--- Begin INPUT ---
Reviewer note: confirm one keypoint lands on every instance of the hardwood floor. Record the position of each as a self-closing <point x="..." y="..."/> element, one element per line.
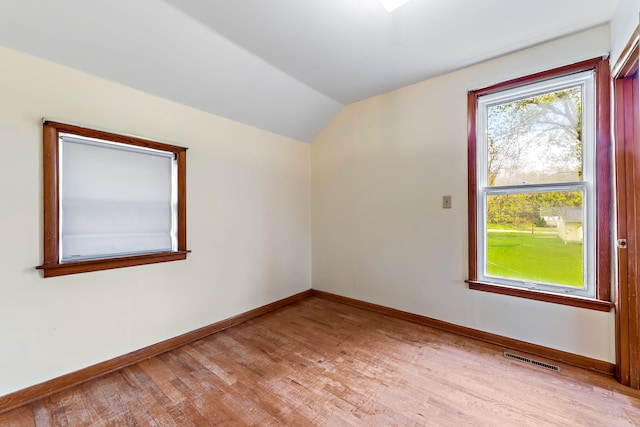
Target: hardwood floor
<point x="319" y="362"/>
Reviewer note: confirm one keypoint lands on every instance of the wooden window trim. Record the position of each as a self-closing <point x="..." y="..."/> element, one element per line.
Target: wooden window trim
<point x="603" y="182"/>
<point x="51" y="265"/>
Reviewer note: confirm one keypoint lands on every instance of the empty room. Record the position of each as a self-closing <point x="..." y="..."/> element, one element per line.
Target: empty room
<point x="320" y="212"/>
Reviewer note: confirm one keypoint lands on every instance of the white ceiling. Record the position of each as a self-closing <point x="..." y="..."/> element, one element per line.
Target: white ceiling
<point x="287" y="66"/>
--- End INPUT ---
* _SET TASK_:
Quote every one of the stored records above word for word, leaving out the pictures.

* _THE COMPLETED TASK_:
Reviewer note: confirm one keypoint lands on every instance of the hardwood floor. Record the position of each as a self-closing <point x="..." y="..."/> element, one element per line.
Target: hardwood floor
<point x="319" y="362"/>
Reviewer note: confirm one keypoint lands on every instance of the wooden window trim. Record the position of each as a self-closing <point x="..." y="..."/> element, one element per line.
Target: wooden window trim
<point x="603" y="182"/>
<point x="51" y="265"/>
Reviewer note: confirm one keypoint lands on every instance of the empty room. Record the position of each as a self-closing <point x="..." y="..."/> element, one element per line.
Target: empty room
<point x="320" y="212"/>
Reviewer note: confirm one keypoint lands on every instance of the white ceiling. Record the position of each as a self-closing <point x="..." y="..."/> element, one element per line.
Target: white ceiling
<point x="287" y="66"/>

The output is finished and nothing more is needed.